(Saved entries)
◇ ◇ ◇ ◇

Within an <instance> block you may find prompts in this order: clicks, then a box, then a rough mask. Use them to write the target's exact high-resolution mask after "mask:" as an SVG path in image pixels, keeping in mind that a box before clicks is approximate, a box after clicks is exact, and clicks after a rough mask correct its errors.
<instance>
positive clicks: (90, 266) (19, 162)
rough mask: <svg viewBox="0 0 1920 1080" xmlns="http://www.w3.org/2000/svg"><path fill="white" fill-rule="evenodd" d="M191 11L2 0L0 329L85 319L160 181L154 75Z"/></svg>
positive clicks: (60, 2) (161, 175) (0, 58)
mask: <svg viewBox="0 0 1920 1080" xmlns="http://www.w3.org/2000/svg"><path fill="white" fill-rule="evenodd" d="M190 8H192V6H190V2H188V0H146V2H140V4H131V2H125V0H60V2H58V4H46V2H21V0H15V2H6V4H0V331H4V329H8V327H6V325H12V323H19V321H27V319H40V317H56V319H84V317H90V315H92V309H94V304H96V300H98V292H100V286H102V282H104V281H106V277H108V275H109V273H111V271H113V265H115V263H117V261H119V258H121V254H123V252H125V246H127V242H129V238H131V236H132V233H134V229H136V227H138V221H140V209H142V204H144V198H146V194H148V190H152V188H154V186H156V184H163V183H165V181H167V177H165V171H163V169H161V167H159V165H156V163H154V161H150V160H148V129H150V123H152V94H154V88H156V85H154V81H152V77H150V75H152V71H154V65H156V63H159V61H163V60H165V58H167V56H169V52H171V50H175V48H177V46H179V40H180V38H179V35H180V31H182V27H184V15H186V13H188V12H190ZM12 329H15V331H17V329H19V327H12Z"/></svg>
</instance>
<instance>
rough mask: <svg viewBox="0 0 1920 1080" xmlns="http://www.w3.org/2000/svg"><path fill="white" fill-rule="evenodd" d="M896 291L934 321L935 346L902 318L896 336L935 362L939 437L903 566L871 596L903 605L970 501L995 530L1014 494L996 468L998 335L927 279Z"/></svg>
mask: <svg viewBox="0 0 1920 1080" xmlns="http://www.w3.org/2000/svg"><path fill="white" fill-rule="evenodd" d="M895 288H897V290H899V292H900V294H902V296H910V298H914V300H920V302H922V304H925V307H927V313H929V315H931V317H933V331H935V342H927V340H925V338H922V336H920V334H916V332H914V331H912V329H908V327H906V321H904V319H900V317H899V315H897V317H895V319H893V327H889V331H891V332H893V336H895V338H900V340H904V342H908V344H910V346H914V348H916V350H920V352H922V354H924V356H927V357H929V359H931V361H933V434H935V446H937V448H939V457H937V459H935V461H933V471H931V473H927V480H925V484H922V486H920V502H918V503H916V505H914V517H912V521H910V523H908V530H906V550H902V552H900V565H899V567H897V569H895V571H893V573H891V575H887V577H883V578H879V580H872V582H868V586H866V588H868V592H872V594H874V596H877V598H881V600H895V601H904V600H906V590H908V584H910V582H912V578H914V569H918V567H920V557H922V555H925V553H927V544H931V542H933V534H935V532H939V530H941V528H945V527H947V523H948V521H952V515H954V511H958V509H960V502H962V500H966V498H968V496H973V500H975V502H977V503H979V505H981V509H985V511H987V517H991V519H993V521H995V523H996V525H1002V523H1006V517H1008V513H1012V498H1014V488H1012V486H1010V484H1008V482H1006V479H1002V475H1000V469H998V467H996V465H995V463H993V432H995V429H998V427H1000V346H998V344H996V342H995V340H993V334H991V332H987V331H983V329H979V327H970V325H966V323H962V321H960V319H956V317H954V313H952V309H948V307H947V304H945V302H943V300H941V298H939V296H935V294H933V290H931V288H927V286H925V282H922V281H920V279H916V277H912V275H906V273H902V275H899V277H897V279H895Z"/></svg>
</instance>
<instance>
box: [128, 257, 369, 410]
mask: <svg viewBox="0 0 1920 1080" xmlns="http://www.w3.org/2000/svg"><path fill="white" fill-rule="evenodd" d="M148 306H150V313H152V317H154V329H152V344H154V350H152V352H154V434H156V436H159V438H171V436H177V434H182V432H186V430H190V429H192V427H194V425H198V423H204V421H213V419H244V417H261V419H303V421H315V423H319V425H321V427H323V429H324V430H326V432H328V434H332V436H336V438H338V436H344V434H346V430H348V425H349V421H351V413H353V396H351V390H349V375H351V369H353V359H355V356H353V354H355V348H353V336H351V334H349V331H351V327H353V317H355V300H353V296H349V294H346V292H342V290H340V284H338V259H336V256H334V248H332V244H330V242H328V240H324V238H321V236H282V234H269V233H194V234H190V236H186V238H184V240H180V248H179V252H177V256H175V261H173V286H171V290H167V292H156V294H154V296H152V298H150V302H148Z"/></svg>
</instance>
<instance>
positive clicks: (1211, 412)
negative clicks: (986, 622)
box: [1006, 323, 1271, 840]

◇ ◇ ◇ ◇

### PROBLEM
I need each of the entries above printed again exactly.

### RESULT OF THIS TASK
Within an <instance> block you may find prompts in this order: clicks, then a box, then a rough mask. Use them to write the target's exact high-resolution mask after "mask:" as an SVG path in image pixels, keeping in mind that a box before clicks is approximate, a box after clicks is exact, and clicks after a rough mask correct its errors.
<instance>
positive clicks: (90, 266) (19, 162)
rough mask: <svg viewBox="0 0 1920 1080" xmlns="http://www.w3.org/2000/svg"><path fill="white" fill-rule="evenodd" d="M191 11L2 0L0 329L85 319L160 181L154 75Z"/></svg>
positive clicks: (60, 2) (161, 175) (0, 58)
mask: <svg viewBox="0 0 1920 1080" xmlns="http://www.w3.org/2000/svg"><path fill="white" fill-rule="evenodd" d="M190 8H192V6H190V2H188V0H146V2H140V4H131V2H125V0H60V2H58V4H46V2H21V0H15V2H6V4H0V331H4V329H8V327H6V325H12V323H19V321H27V319H40V317H56V319H84V317H90V315H92V309H94V304H96V300H98V292H100V286H102V282H104V281H106V277H108V275H109V273H111V271H113V265H115V263H117V261H119V258H121V254H123V252H125V246H127V242H129V238H131V236H132V233H134V229H136V227H138V221H140V209H142V204H144V198H146V194H148V190H152V188H154V186H156V184H163V183H165V181H167V177H165V171H163V169H161V167H159V165H156V163H154V161H150V160H148V129H150V123H152V94H154V88H156V85H154V81H152V77H150V75H152V71H154V65H156V63H159V61H163V60H165V58H167V56H169V52H171V50H175V48H177V46H179V40H180V38H179V35H180V31H182V27H184V15H186V13H188V12H190ZM12 329H15V331H17V329H19V327H12Z"/></svg>
</instance>
<instance>
rough mask: <svg viewBox="0 0 1920 1080" xmlns="http://www.w3.org/2000/svg"><path fill="white" fill-rule="evenodd" d="M896 291L934 321L935 346L902 318L896 336L935 362L939 437L903 566L871 596L903 605L970 501L995 530L1014 494L996 468L998 335L927 279Z"/></svg>
mask: <svg viewBox="0 0 1920 1080" xmlns="http://www.w3.org/2000/svg"><path fill="white" fill-rule="evenodd" d="M895 288H897V290H899V292H900V294H902V296H910V298H914V300H920V302H922V304H925V307H927V313H929V315H931V317H933V331H935V342H927V340H925V338H922V336H920V334H916V332H914V331H912V329H908V327H906V321H904V319H900V317H899V315H897V317H895V319H893V327H889V331H891V332H893V336H895V338H900V340H904V342H908V344H910V346H914V348H916V350H920V352H922V354H924V356H927V357H929V359H931V361H933V434H935V446H937V448H939V457H937V459H935V461H933V471H931V473H927V480H925V484H922V486H920V502H918V503H916V505H914V517H912V521H910V523H908V530H906V550H902V552H900V565H899V567H897V569H895V571H893V573H891V575H887V577H883V578H879V580H872V582H868V586H866V588H868V592H872V594H874V596H877V598H881V600H895V601H904V600H906V590H908V584H910V582H912V578H914V569H918V567H920V557H922V555H925V553H927V544H931V542H933V534H935V532H939V530H941V528H945V527H947V523H948V521H952V515H954V511H958V509H960V502H962V500H966V498H968V496H973V500H975V502H977V503H979V505H981V509H985V511H987V517H991V519H993V521H995V523H996V525H1002V523H1006V517H1008V513H1012V498H1014V488H1012V486H1010V484H1008V482H1006V479H1002V475H1000V469H998V467H996V465H995V463H993V432H995V429H998V427H1000V346H998V344H996V342H995V340H993V334H991V332H987V331H983V329H979V327H970V325H966V323H962V321H960V319H956V317H954V313H952V309H948V307H947V304H945V302H943V300H941V298H939V296H935V294H933V290H931V288H927V286H925V282H922V281H920V279H916V277H912V275H906V273H902V275H899V277H897V279H895Z"/></svg>
</instance>
<instance>
box: [128, 257, 369, 410]
mask: <svg viewBox="0 0 1920 1080" xmlns="http://www.w3.org/2000/svg"><path fill="white" fill-rule="evenodd" d="M148 306H150V313H152V317H154V329H152V344H154V350H152V352H154V434H156V436H159V438H171V436H177V434H182V432H186V430H190V429H192V427H194V425H198V423H204V421H213V419H244V417H261V419H303V421H315V423H319V425H321V427H323V429H324V430H326V432H328V434H332V436H336V438H338V436H344V434H346V430H348V425H349V421H351V413H353V396H351V390H349V375H351V369H353V359H355V356H353V354H355V348H353V336H351V334H349V331H351V327H353V317H355V300H353V296H349V294H346V292H342V290H340V284H338V259H336V256H334V248H332V244H330V242H328V240H324V238H321V236H282V234H269V233H194V234H190V236H186V238H184V240H180V248H179V252H177V256H175V261H173V286H171V290H167V292H156V294H154V296H152V298H150V302H148Z"/></svg>
</instance>
<instance>
positive clicks: (1211, 412)
negative clicks: (986, 622)
box: [1006, 323, 1271, 840]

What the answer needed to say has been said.